• [EXERCISE DESCRIPTION]: Reproduce the entries starting with the line that contains "Can you see the distant" and going on through the line that contains "[[94, 509]]", both included, keeping each request unchanged. In every answer, multiply each coordinate by 1.35 and round it to a whole number, with halves rounded up.

• [EXERCISE INPUTS]:
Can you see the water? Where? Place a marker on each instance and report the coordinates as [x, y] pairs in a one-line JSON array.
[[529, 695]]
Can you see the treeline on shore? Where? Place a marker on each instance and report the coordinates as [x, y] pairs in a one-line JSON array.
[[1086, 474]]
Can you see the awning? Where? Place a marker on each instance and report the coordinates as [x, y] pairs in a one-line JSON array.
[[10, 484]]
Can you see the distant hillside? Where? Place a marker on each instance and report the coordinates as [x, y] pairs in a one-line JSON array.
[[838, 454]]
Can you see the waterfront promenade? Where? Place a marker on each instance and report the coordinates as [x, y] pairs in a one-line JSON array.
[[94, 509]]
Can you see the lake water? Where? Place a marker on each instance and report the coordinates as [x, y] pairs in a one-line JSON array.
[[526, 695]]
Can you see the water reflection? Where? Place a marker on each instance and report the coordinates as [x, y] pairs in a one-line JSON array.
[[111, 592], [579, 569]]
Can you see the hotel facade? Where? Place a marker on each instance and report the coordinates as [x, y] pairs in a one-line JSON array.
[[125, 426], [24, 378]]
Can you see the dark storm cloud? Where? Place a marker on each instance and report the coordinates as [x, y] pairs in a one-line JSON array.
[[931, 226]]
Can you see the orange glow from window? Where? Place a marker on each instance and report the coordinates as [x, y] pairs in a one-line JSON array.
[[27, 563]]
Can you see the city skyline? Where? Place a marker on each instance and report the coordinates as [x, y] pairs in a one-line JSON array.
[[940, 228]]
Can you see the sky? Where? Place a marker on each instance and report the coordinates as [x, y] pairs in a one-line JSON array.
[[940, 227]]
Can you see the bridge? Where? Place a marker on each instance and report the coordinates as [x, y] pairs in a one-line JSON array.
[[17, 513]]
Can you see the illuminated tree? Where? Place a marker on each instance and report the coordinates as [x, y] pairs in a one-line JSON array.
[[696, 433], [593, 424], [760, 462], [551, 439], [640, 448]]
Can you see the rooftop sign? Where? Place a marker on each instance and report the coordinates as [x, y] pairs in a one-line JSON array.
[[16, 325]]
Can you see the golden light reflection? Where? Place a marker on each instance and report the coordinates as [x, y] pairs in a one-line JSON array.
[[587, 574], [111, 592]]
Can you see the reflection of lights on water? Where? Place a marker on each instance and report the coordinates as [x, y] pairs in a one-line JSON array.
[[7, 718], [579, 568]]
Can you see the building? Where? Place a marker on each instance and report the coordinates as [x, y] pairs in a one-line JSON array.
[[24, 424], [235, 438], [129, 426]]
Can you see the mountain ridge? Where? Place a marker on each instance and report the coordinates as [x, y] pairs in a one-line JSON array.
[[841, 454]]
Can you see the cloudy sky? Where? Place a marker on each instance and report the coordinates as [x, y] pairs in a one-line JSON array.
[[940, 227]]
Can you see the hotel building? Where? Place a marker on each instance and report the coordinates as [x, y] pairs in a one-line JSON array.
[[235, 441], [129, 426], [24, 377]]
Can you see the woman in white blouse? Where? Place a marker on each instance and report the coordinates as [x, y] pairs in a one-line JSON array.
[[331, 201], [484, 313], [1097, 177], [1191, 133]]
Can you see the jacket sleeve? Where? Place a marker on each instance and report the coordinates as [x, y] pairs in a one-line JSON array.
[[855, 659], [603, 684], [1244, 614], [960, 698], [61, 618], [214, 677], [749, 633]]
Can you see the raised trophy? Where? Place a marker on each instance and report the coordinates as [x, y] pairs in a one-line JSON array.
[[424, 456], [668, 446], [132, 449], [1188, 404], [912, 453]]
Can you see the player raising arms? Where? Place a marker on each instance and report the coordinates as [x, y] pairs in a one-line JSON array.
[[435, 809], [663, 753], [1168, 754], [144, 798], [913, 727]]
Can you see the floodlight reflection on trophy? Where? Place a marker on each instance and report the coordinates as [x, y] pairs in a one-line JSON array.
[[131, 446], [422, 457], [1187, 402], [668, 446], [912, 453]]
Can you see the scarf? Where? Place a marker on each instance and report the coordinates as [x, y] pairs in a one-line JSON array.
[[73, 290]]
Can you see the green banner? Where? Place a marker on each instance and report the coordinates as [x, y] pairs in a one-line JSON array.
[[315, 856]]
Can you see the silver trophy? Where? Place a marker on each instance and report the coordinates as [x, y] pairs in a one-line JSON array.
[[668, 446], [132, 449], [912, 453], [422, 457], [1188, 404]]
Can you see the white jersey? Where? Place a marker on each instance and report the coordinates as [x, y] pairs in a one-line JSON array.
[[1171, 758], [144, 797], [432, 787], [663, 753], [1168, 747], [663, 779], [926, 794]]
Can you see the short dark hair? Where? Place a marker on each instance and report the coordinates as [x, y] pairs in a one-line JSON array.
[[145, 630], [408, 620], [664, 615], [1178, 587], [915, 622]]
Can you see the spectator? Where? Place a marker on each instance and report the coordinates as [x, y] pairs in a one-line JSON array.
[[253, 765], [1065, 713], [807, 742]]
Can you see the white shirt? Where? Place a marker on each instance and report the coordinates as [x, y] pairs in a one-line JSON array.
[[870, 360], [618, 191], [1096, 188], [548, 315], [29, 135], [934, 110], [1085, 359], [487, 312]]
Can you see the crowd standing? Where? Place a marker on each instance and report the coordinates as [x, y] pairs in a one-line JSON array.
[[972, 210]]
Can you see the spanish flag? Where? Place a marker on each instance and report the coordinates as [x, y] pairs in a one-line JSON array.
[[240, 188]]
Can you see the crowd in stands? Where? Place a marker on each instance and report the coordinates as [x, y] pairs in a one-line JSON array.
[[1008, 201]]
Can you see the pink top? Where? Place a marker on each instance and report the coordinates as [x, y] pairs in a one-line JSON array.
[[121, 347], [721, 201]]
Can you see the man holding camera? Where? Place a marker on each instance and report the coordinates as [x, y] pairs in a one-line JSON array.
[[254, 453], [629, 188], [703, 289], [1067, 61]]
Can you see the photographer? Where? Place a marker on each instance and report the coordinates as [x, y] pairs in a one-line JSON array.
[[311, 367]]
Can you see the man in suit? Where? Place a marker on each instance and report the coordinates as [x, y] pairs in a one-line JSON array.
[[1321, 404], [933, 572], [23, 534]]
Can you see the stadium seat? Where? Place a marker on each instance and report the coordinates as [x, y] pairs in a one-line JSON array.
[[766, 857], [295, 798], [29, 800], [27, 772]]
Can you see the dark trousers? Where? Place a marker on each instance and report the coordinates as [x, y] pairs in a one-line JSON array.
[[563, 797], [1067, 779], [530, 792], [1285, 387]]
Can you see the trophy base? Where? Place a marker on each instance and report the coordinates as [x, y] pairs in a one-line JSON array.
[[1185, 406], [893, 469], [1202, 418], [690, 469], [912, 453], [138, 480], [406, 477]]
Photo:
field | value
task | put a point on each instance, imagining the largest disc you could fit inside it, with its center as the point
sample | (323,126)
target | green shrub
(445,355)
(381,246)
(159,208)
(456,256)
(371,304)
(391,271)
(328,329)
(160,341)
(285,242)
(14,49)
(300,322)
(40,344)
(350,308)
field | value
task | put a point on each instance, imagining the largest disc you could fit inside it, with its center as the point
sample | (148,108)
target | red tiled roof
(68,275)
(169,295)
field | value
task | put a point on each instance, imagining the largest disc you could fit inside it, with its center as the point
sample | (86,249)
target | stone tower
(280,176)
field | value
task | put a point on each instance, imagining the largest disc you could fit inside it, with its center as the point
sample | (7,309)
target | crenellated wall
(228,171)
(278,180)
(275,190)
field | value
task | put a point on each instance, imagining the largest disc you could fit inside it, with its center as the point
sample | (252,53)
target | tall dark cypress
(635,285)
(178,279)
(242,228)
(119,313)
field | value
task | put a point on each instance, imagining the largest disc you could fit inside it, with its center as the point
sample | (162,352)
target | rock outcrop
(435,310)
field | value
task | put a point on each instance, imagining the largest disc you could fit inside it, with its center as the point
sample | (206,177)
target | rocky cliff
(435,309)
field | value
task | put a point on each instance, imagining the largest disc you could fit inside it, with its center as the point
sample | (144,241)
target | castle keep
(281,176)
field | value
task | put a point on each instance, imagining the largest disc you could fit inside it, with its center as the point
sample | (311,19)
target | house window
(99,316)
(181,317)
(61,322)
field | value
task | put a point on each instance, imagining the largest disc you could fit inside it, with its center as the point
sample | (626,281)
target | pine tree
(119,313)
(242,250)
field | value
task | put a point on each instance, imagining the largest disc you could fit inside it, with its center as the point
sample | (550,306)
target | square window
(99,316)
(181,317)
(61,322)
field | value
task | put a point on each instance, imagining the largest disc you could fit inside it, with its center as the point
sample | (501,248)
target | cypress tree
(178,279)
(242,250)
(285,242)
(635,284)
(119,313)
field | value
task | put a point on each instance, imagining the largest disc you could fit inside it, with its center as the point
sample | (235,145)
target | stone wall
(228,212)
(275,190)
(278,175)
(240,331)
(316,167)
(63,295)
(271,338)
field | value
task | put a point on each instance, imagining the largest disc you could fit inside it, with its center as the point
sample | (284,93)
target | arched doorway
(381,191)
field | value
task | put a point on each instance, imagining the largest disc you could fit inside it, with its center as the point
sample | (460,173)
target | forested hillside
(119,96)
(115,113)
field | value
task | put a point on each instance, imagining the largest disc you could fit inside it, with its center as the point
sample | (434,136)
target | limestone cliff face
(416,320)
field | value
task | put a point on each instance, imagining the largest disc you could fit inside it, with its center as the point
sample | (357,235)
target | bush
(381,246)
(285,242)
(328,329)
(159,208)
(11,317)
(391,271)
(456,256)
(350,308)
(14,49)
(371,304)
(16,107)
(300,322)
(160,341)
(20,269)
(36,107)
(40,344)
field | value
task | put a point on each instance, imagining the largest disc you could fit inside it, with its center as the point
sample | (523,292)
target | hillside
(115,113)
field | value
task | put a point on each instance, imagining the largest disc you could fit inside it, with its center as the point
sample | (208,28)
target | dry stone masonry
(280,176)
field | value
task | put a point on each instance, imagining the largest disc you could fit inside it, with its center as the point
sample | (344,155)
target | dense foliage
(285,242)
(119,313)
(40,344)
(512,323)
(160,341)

• [THE RESPONSE]:
Can you see the distant hillside? Where? Place a marker on each instance and report the coordinates as [x, y] pairs in a one-line JSON array.
[[1131, 613]]
Can you see the waterfront promenade? Where? Place a marker on each instance and report the coordinates as [x, y] pairs in a one-line JSON array.
[[127, 687]]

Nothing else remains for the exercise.